Exercise: Please rewrite only the data from the line holding "For every instance of the white" through the end, inclusive, renaming "column" as "pillar" and leaving everything else unchanged.

Source data:
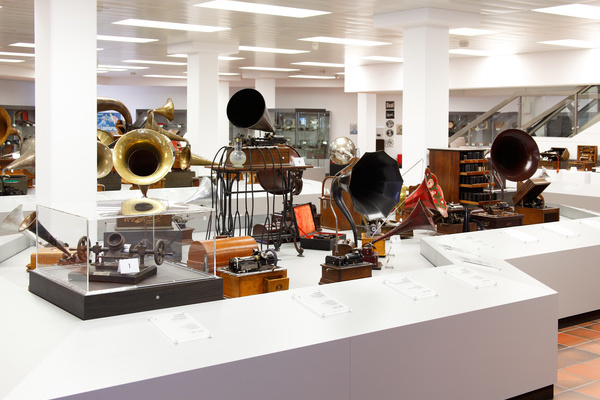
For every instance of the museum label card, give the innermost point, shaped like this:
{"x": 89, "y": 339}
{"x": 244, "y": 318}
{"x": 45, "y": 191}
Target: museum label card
{"x": 471, "y": 277}
{"x": 320, "y": 302}
{"x": 129, "y": 265}
{"x": 179, "y": 327}
{"x": 410, "y": 288}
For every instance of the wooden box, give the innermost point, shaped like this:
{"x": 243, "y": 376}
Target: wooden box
{"x": 250, "y": 283}
{"x": 493, "y": 221}
{"x": 333, "y": 273}
{"x": 310, "y": 238}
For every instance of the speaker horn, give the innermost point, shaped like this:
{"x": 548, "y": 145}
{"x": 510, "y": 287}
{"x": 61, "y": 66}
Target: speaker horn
{"x": 247, "y": 109}
{"x": 515, "y": 155}
{"x": 429, "y": 193}
{"x": 374, "y": 185}
{"x": 143, "y": 157}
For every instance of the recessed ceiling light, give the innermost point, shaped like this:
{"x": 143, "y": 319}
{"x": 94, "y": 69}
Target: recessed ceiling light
{"x": 271, "y": 50}
{"x": 165, "y": 76}
{"x": 154, "y": 62}
{"x": 256, "y": 8}
{"x": 170, "y": 25}
{"x": 21, "y": 44}
{"x": 120, "y": 66}
{"x": 8, "y": 53}
{"x": 573, "y": 10}
{"x": 125, "y": 39}
{"x": 384, "y": 58}
{"x": 311, "y": 76}
{"x": 470, "y": 52}
{"x": 471, "y": 32}
{"x": 586, "y": 44}
{"x": 352, "y": 42}
{"x": 271, "y": 69}
{"x": 317, "y": 64}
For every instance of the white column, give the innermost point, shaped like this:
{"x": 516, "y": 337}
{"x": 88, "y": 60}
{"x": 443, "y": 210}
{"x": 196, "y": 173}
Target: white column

Solution to this problem:
For every instance of the white pillar, give the innermost point, shaped like this:
{"x": 516, "y": 337}
{"x": 88, "y": 60}
{"x": 443, "y": 210}
{"x": 196, "y": 173}
Target: white pillar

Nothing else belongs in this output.